═══ Dataset extract ═══

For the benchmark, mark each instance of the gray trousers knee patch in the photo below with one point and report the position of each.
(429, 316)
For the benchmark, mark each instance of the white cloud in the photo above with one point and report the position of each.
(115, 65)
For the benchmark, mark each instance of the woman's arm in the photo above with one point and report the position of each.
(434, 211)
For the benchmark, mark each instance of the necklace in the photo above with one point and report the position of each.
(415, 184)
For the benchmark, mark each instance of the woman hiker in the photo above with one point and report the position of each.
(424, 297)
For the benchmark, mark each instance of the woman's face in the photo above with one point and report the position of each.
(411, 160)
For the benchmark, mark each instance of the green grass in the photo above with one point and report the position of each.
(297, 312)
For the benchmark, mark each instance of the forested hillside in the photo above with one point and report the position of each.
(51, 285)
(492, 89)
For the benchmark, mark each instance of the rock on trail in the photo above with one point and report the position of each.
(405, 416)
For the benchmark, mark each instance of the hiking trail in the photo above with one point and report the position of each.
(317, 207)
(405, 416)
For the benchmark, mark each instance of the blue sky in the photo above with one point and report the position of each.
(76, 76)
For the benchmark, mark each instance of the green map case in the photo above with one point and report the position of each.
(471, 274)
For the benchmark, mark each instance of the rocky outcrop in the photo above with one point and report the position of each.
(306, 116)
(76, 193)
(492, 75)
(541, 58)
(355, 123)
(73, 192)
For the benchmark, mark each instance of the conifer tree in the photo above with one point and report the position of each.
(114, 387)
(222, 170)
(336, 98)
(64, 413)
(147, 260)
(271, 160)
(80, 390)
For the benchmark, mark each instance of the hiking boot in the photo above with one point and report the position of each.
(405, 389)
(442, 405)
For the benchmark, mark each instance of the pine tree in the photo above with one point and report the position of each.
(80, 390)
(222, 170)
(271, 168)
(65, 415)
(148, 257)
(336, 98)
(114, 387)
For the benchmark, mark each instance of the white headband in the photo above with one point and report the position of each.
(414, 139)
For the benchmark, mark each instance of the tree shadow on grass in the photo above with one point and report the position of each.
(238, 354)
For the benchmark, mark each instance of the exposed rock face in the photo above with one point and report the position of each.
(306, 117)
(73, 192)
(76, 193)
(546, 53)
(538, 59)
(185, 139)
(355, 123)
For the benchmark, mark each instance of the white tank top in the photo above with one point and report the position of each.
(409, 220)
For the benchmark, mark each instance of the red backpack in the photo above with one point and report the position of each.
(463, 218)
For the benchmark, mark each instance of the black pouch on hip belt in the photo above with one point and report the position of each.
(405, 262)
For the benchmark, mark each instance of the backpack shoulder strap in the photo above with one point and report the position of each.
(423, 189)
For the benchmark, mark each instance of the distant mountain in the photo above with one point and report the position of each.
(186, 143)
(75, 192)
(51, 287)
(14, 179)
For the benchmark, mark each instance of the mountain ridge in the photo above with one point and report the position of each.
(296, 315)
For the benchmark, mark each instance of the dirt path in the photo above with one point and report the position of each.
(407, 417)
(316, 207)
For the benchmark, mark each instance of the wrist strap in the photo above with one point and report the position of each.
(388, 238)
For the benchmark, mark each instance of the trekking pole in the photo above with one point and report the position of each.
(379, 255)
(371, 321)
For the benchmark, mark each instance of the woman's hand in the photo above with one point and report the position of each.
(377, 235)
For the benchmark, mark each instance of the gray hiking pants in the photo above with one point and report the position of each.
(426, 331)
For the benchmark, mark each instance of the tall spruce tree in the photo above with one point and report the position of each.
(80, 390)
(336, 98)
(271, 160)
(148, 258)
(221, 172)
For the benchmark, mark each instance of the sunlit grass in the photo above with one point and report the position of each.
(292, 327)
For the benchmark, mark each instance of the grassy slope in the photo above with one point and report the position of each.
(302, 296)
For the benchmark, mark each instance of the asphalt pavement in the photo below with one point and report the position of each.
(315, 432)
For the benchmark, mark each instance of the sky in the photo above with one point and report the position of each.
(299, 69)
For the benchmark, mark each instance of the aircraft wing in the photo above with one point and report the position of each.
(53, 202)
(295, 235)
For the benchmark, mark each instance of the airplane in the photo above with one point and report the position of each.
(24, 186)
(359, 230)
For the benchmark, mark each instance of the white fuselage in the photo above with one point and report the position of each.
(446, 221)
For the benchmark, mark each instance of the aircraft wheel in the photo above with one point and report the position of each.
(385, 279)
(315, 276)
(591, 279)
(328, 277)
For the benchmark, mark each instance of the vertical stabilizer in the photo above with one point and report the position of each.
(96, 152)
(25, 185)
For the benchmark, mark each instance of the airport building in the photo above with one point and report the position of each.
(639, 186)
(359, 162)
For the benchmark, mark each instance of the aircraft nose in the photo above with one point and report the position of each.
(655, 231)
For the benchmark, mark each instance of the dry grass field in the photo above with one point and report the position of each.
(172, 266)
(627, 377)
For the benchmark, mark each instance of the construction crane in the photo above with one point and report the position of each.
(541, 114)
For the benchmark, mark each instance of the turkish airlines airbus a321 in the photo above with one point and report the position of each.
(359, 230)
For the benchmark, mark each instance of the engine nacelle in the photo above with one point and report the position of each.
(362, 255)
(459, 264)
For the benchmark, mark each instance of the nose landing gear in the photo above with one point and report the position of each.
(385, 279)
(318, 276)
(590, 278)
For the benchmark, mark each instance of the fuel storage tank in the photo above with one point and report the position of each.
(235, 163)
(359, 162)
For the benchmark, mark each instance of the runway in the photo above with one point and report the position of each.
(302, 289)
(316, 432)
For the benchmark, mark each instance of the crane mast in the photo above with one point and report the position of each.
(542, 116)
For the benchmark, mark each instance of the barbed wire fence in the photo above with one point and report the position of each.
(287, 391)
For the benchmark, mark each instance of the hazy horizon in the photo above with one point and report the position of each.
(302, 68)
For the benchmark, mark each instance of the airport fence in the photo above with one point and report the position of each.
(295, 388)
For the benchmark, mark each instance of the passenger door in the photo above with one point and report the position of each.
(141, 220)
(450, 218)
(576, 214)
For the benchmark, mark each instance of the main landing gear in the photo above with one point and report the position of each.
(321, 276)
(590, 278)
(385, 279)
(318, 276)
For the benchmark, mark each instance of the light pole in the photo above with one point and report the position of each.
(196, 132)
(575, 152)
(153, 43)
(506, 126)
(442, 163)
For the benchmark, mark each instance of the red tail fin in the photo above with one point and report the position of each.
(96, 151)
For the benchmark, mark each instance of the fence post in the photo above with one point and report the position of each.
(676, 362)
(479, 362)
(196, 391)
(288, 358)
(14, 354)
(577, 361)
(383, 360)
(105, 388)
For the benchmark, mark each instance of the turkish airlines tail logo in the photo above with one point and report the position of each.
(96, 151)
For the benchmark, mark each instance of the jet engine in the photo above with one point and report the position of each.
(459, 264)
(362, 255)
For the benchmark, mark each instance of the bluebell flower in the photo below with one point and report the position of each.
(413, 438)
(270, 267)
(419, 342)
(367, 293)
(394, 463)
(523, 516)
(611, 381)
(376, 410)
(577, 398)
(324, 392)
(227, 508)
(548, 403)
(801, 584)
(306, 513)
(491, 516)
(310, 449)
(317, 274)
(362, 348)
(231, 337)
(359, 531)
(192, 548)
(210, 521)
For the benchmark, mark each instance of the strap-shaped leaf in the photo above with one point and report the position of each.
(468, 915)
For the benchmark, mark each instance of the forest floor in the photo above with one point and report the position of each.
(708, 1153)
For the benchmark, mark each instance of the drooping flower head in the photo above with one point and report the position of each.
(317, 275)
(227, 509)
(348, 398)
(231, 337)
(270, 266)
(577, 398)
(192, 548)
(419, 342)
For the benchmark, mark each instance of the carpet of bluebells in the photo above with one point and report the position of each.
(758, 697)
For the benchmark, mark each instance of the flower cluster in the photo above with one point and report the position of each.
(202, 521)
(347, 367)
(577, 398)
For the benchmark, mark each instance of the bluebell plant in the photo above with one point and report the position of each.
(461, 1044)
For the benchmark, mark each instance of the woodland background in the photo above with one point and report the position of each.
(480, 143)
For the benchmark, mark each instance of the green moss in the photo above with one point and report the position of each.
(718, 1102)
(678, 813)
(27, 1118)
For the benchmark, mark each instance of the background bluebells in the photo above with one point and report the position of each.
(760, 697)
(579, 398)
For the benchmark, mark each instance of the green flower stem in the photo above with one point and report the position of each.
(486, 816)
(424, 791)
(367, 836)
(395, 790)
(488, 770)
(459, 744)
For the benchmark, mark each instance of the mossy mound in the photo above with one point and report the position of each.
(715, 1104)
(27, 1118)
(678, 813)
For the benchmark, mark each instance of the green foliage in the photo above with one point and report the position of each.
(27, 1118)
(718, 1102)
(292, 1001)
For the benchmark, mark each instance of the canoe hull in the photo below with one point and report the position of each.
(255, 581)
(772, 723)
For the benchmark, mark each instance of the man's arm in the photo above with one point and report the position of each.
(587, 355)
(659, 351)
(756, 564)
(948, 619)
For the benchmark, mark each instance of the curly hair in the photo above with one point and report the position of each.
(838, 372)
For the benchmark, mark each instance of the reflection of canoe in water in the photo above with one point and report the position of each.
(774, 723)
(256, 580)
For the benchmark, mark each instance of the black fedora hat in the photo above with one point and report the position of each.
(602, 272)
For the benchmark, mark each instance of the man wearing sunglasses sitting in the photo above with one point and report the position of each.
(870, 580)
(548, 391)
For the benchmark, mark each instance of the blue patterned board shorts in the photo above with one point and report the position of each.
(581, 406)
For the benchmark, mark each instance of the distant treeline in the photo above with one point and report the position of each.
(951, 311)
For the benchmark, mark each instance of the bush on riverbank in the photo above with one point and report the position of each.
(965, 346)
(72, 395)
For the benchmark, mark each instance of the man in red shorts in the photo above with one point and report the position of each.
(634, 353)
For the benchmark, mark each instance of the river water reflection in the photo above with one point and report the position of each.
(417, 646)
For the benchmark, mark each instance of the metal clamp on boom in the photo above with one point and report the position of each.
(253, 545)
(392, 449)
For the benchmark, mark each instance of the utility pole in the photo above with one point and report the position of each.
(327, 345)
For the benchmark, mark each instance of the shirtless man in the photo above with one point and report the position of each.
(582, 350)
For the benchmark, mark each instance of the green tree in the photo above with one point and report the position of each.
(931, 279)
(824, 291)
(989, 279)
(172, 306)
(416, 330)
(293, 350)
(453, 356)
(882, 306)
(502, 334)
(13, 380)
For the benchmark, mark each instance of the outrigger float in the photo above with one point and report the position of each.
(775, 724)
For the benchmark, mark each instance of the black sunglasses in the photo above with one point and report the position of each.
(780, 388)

═══

* _Requirements_: Output, unchanged, the lines from the line with "For the benchmark, mark each instance of the utility" through the final line of the material.

* _Written reply_:
For the benchmark, mark each instance of the utility pole in the photo above with one point and report the position of each.
(327, 345)
For the benchmark, mark each instance of the shirtless man in the photo above with one point and report the position of each.
(582, 350)
For the benchmark, mark each instance of the green tree in the photo above with one point and report the position of each.
(931, 279)
(824, 291)
(989, 279)
(172, 306)
(416, 330)
(293, 350)
(453, 356)
(882, 306)
(502, 334)
(13, 380)
For the benchmark, mark each instance of the outrigger float in the photo above with one point and report the position of each.
(775, 724)
For the benchmark, mark each instance of the black sunglasses in the photo above with one point and report the position of each.
(780, 388)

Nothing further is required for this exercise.